(Items from a data source)
=====

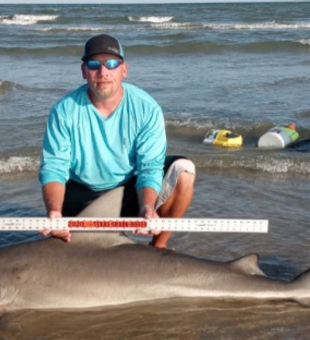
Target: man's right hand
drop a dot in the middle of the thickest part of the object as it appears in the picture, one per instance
(64, 235)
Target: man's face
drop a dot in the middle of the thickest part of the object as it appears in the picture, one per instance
(105, 83)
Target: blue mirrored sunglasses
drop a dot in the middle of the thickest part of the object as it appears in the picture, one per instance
(110, 64)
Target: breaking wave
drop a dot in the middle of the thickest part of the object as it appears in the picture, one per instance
(25, 19)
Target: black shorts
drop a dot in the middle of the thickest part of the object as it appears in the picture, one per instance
(78, 196)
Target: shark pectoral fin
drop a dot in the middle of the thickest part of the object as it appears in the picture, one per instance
(247, 265)
(7, 296)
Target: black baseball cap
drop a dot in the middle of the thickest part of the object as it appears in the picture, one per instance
(103, 44)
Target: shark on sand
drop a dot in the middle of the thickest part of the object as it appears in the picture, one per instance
(103, 269)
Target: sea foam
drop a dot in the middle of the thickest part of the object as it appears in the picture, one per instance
(24, 19)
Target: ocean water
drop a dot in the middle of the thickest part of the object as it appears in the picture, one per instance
(242, 67)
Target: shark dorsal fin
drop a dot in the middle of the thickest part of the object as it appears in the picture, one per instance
(248, 265)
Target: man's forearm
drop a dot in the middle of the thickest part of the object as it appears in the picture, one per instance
(53, 195)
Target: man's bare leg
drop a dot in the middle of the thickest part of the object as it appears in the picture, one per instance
(176, 205)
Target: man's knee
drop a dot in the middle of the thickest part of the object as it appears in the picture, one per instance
(186, 179)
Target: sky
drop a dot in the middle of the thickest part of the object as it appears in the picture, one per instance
(134, 1)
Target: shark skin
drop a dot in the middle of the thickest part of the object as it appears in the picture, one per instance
(104, 269)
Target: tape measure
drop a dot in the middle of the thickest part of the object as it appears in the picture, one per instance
(123, 224)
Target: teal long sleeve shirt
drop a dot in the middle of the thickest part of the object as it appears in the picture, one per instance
(103, 153)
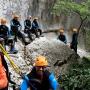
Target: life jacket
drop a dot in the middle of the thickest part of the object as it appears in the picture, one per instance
(3, 77)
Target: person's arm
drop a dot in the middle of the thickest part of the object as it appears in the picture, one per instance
(53, 82)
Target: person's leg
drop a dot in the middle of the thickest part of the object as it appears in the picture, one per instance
(29, 35)
(21, 35)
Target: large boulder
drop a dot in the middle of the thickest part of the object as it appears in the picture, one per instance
(57, 53)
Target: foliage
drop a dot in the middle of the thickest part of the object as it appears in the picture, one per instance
(78, 76)
(70, 6)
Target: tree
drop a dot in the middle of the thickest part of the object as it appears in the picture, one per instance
(67, 7)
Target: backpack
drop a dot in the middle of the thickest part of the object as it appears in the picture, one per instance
(3, 77)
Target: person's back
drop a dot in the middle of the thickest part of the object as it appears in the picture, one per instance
(40, 78)
(44, 85)
(35, 24)
(27, 23)
(3, 31)
(15, 24)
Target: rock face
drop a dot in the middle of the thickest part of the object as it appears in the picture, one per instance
(57, 53)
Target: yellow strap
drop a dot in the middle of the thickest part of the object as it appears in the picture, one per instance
(16, 68)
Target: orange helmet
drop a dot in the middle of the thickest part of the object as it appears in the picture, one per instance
(3, 21)
(36, 18)
(74, 30)
(61, 30)
(15, 16)
(41, 61)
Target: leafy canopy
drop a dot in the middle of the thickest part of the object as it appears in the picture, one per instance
(70, 6)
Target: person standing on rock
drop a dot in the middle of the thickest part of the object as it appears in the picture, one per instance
(5, 36)
(27, 27)
(35, 27)
(16, 29)
(62, 37)
(74, 42)
(3, 73)
(39, 78)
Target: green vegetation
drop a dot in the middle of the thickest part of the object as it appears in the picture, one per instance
(67, 7)
(87, 40)
(78, 76)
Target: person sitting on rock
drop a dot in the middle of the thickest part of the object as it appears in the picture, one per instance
(62, 37)
(35, 27)
(39, 78)
(5, 34)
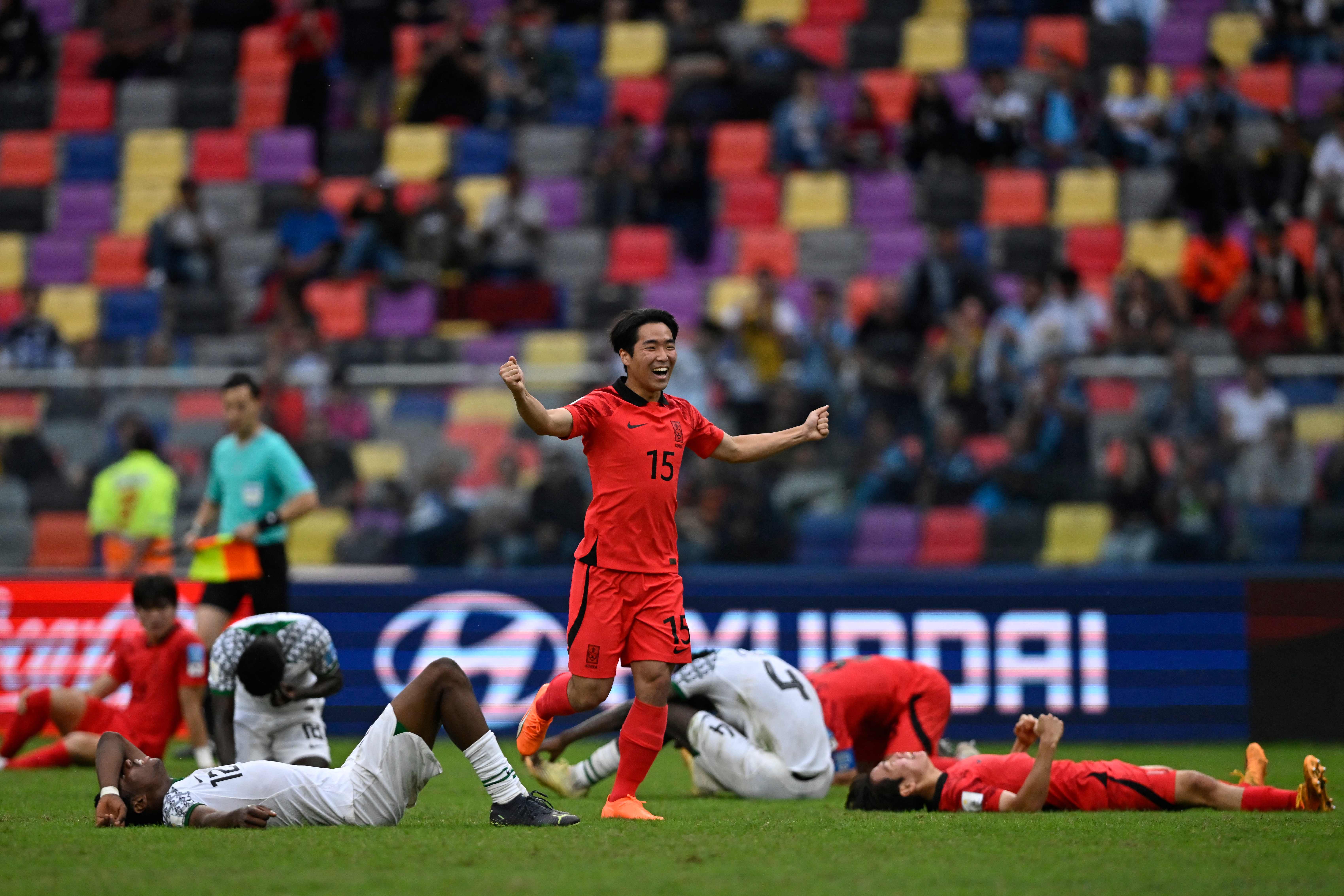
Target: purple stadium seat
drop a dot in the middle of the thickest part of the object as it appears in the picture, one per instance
(408, 314)
(892, 252)
(564, 199)
(1316, 85)
(58, 258)
(284, 155)
(85, 209)
(886, 537)
(884, 201)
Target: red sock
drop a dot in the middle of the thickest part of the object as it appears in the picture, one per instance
(1268, 800)
(50, 757)
(640, 742)
(30, 723)
(556, 702)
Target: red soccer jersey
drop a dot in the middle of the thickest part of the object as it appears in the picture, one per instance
(635, 452)
(155, 674)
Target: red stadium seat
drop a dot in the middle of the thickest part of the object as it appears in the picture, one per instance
(773, 249)
(639, 254)
(749, 202)
(220, 155)
(951, 537)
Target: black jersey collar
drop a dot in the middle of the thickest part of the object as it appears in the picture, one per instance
(629, 396)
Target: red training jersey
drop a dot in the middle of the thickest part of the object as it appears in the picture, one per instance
(635, 452)
(155, 672)
(863, 699)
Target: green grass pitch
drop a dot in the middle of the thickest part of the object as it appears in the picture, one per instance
(718, 846)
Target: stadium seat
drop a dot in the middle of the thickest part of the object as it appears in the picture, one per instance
(1076, 534)
(639, 254)
(27, 159)
(740, 148)
(1233, 37)
(1087, 197)
(749, 202)
(815, 201)
(1014, 198)
(634, 49)
(773, 249)
(1156, 246)
(73, 311)
(338, 308)
(119, 261)
(61, 541)
(951, 538)
(933, 45)
(417, 152)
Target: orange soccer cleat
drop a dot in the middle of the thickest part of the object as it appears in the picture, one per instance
(531, 730)
(628, 808)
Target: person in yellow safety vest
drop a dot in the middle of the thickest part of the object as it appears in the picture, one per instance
(132, 508)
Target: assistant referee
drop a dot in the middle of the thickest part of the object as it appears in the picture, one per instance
(257, 484)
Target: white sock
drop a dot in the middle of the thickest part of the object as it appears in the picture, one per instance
(496, 776)
(601, 765)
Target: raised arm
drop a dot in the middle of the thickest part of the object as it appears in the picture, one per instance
(744, 449)
(538, 418)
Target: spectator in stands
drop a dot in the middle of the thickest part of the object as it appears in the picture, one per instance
(1247, 410)
(185, 242)
(25, 53)
(1279, 472)
(513, 230)
(803, 127)
(1214, 272)
(33, 342)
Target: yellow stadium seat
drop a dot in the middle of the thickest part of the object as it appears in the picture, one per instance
(475, 194)
(933, 45)
(72, 310)
(11, 261)
(155, 156)
(142, 203)
(314, 537)
(1087, 197)
(378, 461)
(1156, 246)
(634, 49)
(788, 11)
(1076, 534)
(816, 201)
(1319, 424)
(417, 152)
(1233, 37)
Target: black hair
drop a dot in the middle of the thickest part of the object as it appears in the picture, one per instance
(263, 667)
(241, 379)
(884, 796)
(154, 590)
(626, 328)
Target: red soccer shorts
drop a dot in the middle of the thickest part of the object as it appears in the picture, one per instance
(623, 617)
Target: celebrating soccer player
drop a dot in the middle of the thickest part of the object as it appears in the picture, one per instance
(377, 785)
(166, 667)
(626, 596)
(1017, 782)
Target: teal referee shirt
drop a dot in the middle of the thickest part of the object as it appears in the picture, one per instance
(250, 480)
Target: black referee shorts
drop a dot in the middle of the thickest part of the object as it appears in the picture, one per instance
(269, 593)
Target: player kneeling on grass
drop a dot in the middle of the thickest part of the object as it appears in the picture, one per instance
(1017, 782)
(764, 739)
(376, 786)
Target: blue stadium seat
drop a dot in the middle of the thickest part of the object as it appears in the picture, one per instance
(994, 42)
(92, 158)
(479, 151)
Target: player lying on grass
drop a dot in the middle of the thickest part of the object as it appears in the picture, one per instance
(376, 786)
(761, 738)
(1017, 782)
(166, 667)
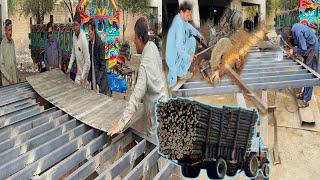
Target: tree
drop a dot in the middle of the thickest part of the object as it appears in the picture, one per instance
(37, 8)
(134, 7)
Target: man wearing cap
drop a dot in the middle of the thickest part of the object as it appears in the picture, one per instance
(8, 63)
(181, 45)
(53, 56)
(80, 53)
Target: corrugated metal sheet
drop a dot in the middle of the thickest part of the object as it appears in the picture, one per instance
(50, 144)
(96, 110)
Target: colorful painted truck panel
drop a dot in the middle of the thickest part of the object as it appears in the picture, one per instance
(309, 13)
(107, 19)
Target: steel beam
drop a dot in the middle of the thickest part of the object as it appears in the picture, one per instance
(26, 159)
(140, 170)
(226, 82)
(25, 136)
(27, 120)
(89, 167)
(166, 171)
(20, 116)
(73, 160)
(255, 87)
(55, 156)
(13, 131)
(36, 142)
(117, 167)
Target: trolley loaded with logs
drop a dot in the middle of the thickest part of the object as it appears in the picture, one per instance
(219, 139)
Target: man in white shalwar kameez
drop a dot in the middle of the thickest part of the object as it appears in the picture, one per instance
(80, 52)
(150, 85)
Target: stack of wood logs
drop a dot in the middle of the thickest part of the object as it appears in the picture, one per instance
(185, 127)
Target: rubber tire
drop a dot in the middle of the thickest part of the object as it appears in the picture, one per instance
(263, 168)
(214, 171)
(232, 172)
(248, 170)
(190, 172)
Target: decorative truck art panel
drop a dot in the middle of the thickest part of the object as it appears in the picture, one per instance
(106, 15)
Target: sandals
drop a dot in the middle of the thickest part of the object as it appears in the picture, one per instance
(303, 104)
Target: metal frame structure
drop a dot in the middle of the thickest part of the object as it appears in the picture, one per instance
(262, 72)
(49, 144)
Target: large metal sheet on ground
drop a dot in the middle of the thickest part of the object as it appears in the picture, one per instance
(96, 110)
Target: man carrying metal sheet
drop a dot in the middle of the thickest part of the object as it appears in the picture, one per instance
(150, 84)
(53, 54)
(80, 52)
(306, 45)
(8, 62)
(181, 45)
(98, 71)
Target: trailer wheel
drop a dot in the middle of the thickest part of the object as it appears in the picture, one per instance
(251, 168)
(232, 172)
(190, 172)
(217, 170)
(265, 169)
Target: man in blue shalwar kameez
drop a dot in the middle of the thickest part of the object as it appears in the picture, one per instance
(306, 45)
(181, 45)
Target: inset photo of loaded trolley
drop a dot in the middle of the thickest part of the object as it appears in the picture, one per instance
(223, 140)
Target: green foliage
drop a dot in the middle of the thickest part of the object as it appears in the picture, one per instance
(134, 6)
(37, 9)
(12, 6)
(251, 11)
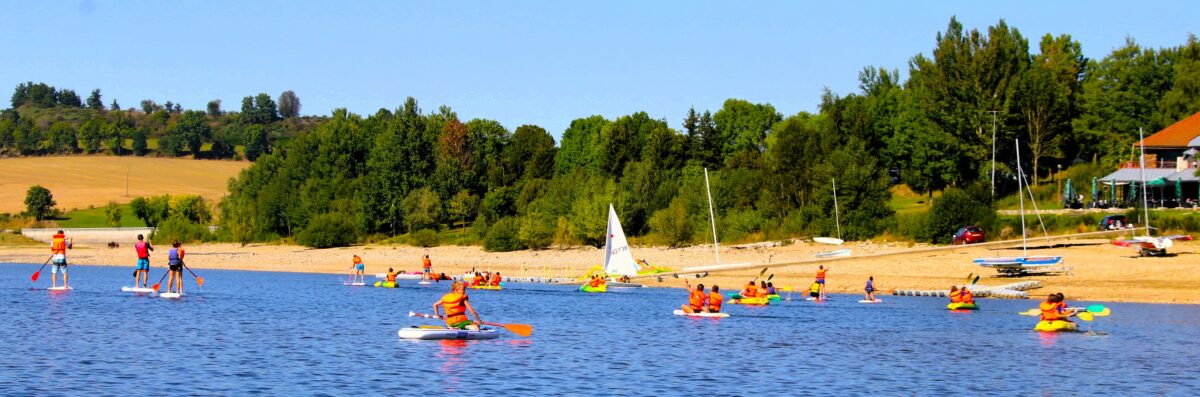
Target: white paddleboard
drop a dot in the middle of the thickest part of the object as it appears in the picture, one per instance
(831, 241)
(679, 312)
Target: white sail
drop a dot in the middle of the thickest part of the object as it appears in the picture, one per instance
(617, 257)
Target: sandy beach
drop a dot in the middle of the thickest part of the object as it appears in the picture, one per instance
(1099, 270)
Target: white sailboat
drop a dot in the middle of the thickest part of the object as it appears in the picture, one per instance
(1019, 265)
(1149, 245)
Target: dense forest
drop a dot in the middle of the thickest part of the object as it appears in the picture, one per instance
(412, 173)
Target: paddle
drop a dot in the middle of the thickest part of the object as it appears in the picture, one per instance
(523, 330)
(199, 281)
(39, 272)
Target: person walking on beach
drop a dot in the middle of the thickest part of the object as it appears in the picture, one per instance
(59, 246)
(696, 299)
(175, 268)
(359, 268)
(457, 305)
(142, 272)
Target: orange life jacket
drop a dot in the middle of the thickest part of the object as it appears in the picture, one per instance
(1051, 312)
(714, 301)
(59, 244)
(456, 307)
(696, 300)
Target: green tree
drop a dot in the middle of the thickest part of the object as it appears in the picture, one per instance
(40, 203)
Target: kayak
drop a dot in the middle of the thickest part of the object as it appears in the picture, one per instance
(960, 306)
(439, 332)
(679, 312)
(1055, 326)
(755, 301)
(603, 288)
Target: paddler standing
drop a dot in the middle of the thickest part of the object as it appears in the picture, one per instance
(696, 299)
(142, 272)
(456, 306)
(59, 246)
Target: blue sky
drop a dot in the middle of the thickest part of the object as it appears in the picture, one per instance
(543, 62)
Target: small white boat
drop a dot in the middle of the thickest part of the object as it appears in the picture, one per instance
(438, 332)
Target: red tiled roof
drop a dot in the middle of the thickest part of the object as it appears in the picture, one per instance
(1177, 134)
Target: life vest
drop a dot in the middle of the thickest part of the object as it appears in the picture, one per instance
(456, 307)
(1051, 311)
(143, 250)
(714, 302)
(59, 244)
(696, 300)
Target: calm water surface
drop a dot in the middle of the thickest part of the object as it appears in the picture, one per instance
(294, 334)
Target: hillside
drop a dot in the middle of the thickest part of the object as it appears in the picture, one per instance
(79, 181)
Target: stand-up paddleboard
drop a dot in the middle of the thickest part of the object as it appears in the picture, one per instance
(439, 332)
(679, 312)
(831, 241)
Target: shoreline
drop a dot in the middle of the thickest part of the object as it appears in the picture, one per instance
(1099, 270)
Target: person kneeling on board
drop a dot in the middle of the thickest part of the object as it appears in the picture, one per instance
(696, 300)
(1055, 308)
(456, 306)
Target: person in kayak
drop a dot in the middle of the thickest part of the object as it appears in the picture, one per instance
(714, 300)
(142, 272)
(696, 299)
(59, 246)
(1054, 308)
(870, 288)
(359, 269)
(821, 272)
(175, 268)
(456, 305)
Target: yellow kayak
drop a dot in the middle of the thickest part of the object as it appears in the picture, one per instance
(961, 306)
(1056, 326)
(603, 288)
(756, 301)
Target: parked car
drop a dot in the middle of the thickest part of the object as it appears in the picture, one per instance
(1114, 222)
(970, 234)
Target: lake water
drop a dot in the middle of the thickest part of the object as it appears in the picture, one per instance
(298, 335)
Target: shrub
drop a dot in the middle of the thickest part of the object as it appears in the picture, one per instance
(328, 230)
(502, 236)
(424, 238)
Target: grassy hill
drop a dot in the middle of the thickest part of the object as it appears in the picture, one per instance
(85, 181)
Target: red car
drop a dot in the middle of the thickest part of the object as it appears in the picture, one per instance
(970, 234)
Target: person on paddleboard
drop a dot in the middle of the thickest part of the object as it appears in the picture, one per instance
(142, 272)
(696, 299)
(175, 268)
(714, 300)
(457, 305)
(359, 269)
(59, 246)
(870, 288)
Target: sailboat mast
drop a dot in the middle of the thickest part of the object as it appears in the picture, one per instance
(837, 217)
(1020, 193)
(1145, 203)
(712, 217)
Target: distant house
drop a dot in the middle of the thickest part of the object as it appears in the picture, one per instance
(1170, 173)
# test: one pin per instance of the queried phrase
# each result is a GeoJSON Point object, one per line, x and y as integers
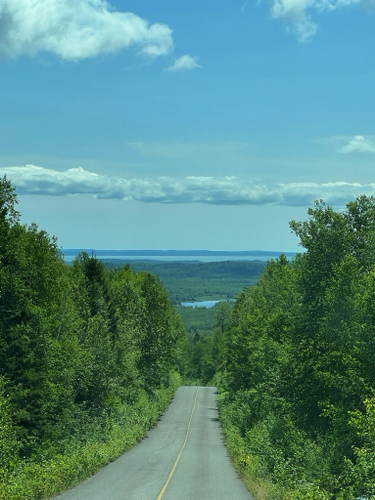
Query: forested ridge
{"type": "Point", "coordinates": [297, 368]}
{"type": "Point", "coordinates": [89, 358]}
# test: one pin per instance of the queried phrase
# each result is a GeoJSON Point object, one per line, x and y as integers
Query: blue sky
{"type": "Point", "coordinates": [184, 125]}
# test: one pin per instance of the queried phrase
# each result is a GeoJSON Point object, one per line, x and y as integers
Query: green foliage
{"type": "Point", "coordinates": [88, 359]}
{"type": "Point", "coordinates": [197, 281]}
{"type": "Point", "coordinates": [297, 376]}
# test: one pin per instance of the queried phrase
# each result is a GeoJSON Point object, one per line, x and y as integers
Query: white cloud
{"type": "Point", "coordinates": [298, 13]}
{"type": "Point", "coordinates": [76, 29]}
{"type": "Point", "coordinates": [358, 144]}
{"type": "Point", "coordinates": [33, 180]}
{"type": "Point", "coordinates": [184, 63]}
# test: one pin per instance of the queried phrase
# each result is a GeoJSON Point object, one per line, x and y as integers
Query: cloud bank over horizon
{"type": "Point", "coordinates": [227, 190]}
{"type": "Point", "coordinates": [298, 14]}
{"type": "Point", "coordinates": [184, 63]}
{"type": "Point", "coordinates": [76, 29]}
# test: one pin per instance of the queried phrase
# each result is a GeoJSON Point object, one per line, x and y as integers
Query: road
{"type": "Point", "coordinates": [183, 458]}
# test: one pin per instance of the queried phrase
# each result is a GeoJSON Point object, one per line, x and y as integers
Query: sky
{"type": "Point", "coordinates": [156, 124]}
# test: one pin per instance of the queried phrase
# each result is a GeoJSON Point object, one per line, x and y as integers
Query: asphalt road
{"type": "Point", "coordinates": [183, 458]}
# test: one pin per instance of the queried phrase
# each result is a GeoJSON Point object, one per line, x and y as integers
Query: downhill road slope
{"type": "Point", "coordinates": [184, 458]}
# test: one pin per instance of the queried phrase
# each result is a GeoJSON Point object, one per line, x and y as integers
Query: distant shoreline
{"type": "Point", "coordinates": [175, 253]}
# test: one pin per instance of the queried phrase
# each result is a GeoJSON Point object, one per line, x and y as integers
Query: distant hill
{"type": "Point", "coordinates": [176, 253]}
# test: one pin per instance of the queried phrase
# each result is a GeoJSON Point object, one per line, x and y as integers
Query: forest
{"type": "Point", "coordinates": [297, 372]}
{"type": "Point", "coordinates": [90, 356]}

=====

Please copy every line from the entries that includes the word "kameez".

Target: man in white shalwar kameez
Target: man in blue shalwar kameez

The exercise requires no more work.